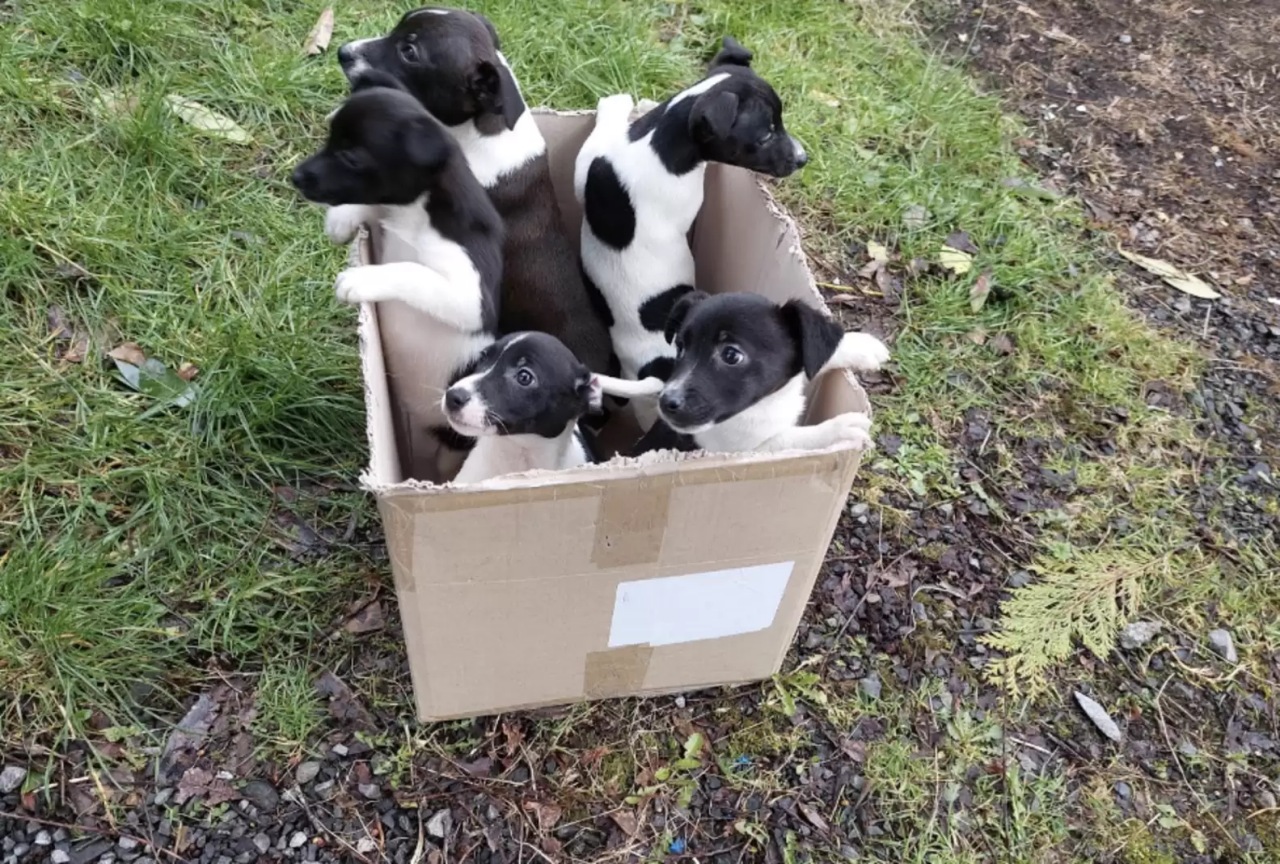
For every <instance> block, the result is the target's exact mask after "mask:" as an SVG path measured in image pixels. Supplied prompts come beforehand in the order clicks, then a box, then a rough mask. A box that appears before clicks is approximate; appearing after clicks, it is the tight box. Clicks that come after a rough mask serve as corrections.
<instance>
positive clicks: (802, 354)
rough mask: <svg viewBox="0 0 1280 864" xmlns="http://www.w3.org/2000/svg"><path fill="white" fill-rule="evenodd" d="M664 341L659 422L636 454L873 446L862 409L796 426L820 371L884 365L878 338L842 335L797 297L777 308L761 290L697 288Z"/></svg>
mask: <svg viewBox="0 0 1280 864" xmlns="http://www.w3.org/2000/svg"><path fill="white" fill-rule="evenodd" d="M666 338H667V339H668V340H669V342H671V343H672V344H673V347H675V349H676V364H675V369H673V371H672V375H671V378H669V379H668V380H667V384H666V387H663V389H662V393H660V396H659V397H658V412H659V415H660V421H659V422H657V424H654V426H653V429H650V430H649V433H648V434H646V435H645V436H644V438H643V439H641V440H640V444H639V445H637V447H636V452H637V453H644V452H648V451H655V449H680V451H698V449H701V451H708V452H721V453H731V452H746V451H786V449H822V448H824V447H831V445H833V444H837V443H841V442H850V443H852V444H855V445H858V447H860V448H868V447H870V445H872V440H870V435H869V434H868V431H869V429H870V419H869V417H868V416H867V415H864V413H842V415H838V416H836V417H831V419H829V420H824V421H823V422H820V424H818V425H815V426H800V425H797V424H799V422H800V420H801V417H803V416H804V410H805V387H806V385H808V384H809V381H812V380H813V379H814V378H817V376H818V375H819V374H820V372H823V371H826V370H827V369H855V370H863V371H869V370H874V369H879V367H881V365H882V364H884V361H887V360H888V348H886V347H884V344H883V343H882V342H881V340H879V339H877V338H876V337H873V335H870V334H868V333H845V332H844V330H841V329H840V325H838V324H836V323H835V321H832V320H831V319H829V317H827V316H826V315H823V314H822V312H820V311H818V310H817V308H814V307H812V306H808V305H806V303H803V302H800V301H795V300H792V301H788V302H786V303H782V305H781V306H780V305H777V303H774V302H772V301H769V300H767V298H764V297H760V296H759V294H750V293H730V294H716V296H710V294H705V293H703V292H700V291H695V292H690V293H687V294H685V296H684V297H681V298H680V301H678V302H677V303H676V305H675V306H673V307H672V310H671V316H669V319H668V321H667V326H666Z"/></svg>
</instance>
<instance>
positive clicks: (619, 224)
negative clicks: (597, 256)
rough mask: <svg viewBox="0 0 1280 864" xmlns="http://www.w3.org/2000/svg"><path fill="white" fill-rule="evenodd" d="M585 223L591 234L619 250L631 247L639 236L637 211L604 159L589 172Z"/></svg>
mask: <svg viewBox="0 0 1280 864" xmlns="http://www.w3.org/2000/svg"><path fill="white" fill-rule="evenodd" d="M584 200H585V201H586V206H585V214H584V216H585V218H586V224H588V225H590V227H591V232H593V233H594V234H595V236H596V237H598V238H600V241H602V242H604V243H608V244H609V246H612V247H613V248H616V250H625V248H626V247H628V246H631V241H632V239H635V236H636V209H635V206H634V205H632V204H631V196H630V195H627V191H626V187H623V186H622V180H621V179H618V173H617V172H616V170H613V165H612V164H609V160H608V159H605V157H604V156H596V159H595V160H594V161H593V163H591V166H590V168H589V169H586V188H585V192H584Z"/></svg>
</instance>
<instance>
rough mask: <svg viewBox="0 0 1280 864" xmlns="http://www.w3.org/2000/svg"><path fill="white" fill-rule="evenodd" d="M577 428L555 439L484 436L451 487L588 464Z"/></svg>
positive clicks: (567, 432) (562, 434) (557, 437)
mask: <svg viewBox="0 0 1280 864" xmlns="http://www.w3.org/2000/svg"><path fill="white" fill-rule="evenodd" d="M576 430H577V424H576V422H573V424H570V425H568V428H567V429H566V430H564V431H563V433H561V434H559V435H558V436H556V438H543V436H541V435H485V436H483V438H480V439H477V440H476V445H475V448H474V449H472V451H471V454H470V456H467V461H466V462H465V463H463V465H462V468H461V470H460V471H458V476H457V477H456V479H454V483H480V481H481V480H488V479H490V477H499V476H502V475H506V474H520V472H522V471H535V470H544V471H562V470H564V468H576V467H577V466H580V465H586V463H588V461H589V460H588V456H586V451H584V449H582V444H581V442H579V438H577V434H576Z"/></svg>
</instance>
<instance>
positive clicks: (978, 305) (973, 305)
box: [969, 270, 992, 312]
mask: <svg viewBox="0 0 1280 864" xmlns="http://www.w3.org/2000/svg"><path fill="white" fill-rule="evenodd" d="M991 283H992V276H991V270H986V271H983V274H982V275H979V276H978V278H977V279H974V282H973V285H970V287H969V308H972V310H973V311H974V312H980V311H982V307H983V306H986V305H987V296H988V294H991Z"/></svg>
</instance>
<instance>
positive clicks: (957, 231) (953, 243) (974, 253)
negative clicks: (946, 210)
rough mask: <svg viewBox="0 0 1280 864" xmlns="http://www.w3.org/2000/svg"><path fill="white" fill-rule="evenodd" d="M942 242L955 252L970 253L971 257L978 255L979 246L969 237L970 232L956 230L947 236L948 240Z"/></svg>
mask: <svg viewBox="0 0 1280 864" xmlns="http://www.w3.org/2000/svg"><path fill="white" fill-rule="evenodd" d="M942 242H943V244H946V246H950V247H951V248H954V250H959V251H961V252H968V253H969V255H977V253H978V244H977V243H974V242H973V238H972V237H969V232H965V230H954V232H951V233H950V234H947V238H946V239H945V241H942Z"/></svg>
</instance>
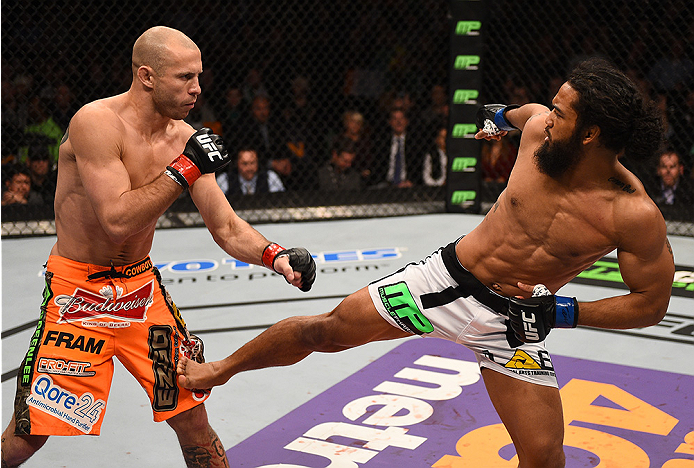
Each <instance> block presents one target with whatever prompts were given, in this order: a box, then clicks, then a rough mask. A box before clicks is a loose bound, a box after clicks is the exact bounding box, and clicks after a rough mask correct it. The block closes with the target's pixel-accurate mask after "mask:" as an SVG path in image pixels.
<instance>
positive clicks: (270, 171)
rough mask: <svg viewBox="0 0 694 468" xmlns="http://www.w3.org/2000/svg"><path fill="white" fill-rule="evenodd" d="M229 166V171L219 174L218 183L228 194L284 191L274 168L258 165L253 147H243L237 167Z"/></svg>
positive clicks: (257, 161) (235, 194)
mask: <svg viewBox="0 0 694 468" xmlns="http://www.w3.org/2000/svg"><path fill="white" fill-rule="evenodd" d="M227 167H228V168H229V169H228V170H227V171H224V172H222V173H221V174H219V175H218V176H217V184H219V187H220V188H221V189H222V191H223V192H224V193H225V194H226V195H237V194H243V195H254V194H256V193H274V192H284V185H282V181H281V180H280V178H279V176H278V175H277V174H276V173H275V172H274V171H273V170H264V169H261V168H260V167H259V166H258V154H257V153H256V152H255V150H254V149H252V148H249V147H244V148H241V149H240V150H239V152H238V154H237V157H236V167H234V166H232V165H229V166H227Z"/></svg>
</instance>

──────

• **DETTAGLI DEL PROBLEMA**
Elenca ogni riga delle voci qui sopra che contiene la parola "pixels".

• **RISPOSTA AL PROBLEMA**
For every <instance> block, the result is the target's exact mask after "mask:" as an SVG path measured in image pixels. Supplied prompts come beforehand in the order clicks, then a box, then a rough mask. A box that appears before clicks is approximate; appearing after clicks, it is the tight box. Clicks that come after a rough mask serve as corrections.
Each <instance> block presents one target with whatever prompts were given, in this order: a box, then clicks, then a rough mask. A box before clicks is a loose bound, a box after clicks is the exact bounding box, and clicks after a rough mask correct it. The block closes with the target's pixel-accurate mask after "mask:" as an SVG path in image pixels.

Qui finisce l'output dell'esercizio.